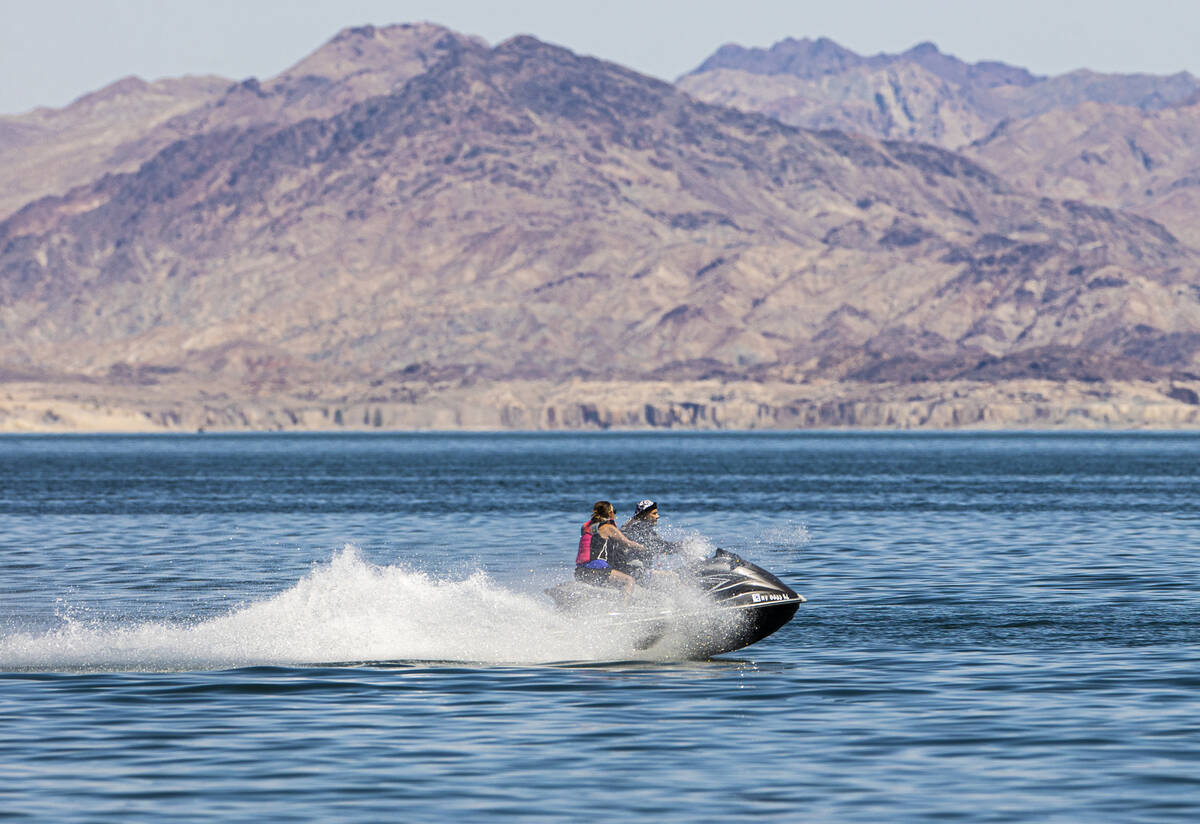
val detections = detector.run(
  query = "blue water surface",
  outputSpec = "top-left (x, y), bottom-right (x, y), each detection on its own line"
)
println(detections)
top-left (0, 433), bottom-right (1200, 822)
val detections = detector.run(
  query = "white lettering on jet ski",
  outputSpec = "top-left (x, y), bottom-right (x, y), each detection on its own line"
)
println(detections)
top-left (750, 593), bottom-right (787, 603)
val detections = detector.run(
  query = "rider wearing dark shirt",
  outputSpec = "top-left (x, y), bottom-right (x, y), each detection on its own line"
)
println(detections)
top-left (614, 499), bottom-right (680, 577)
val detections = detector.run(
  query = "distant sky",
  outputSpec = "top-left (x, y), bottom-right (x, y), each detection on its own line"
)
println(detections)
top-left (0, 0), bottom-right (1200, 114)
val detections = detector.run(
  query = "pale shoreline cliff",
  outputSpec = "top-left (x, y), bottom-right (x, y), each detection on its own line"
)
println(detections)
top-left (0, 380), bottom-right (1200, 434)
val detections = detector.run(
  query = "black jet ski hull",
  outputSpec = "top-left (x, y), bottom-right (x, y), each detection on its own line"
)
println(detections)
top-left (546, 549), bottom-right (804, 658)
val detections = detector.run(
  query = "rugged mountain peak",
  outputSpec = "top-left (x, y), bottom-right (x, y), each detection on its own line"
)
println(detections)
top-left (268, 23), bottom-right (486, 94)
top-left (690, 37), bottom-right (868, 78)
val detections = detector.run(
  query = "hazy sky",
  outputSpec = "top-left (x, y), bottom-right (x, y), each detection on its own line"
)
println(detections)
top-left (0, 0), bottom-right (1200, 114)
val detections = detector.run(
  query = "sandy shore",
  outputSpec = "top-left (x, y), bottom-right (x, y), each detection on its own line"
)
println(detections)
top-left (0, 380), bottom-right (1200, 433)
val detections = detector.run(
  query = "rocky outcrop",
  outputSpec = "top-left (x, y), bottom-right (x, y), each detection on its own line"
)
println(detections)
top-left (0, 379), bottom-right (1200, 432)
top-left (0, 28), bottom-right (1200, 429)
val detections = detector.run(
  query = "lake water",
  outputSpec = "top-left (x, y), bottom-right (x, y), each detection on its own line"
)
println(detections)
top-left (0, 433), bottom-right (1200, 822)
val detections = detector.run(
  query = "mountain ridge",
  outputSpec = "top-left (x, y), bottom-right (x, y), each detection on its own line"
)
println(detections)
top-left (0, 28), bottom-right (1200, 425)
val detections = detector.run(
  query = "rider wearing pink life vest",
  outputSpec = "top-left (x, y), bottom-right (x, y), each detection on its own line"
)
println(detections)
top-left (575, 500), bottom-right (642, 594)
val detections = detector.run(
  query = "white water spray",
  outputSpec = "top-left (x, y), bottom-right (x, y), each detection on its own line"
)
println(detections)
top-left (0, 547), bottom-right (720, 672)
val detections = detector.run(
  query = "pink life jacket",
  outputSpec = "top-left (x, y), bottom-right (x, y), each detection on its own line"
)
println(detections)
top-left (575, 518), bottom-right (592, 564)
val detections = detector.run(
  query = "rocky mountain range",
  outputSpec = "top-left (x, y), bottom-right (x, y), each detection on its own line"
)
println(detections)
top-left (0, 25), bottom-right (1200, 428)
top-left (678, 38), bottom-right (1200, 246)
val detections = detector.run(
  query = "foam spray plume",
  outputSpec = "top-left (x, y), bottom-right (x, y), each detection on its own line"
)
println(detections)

·····

Exercise task =
Can you tally the lines of the records that contain the string "pink", with case counting, and reply with only the number?

Completed task =
2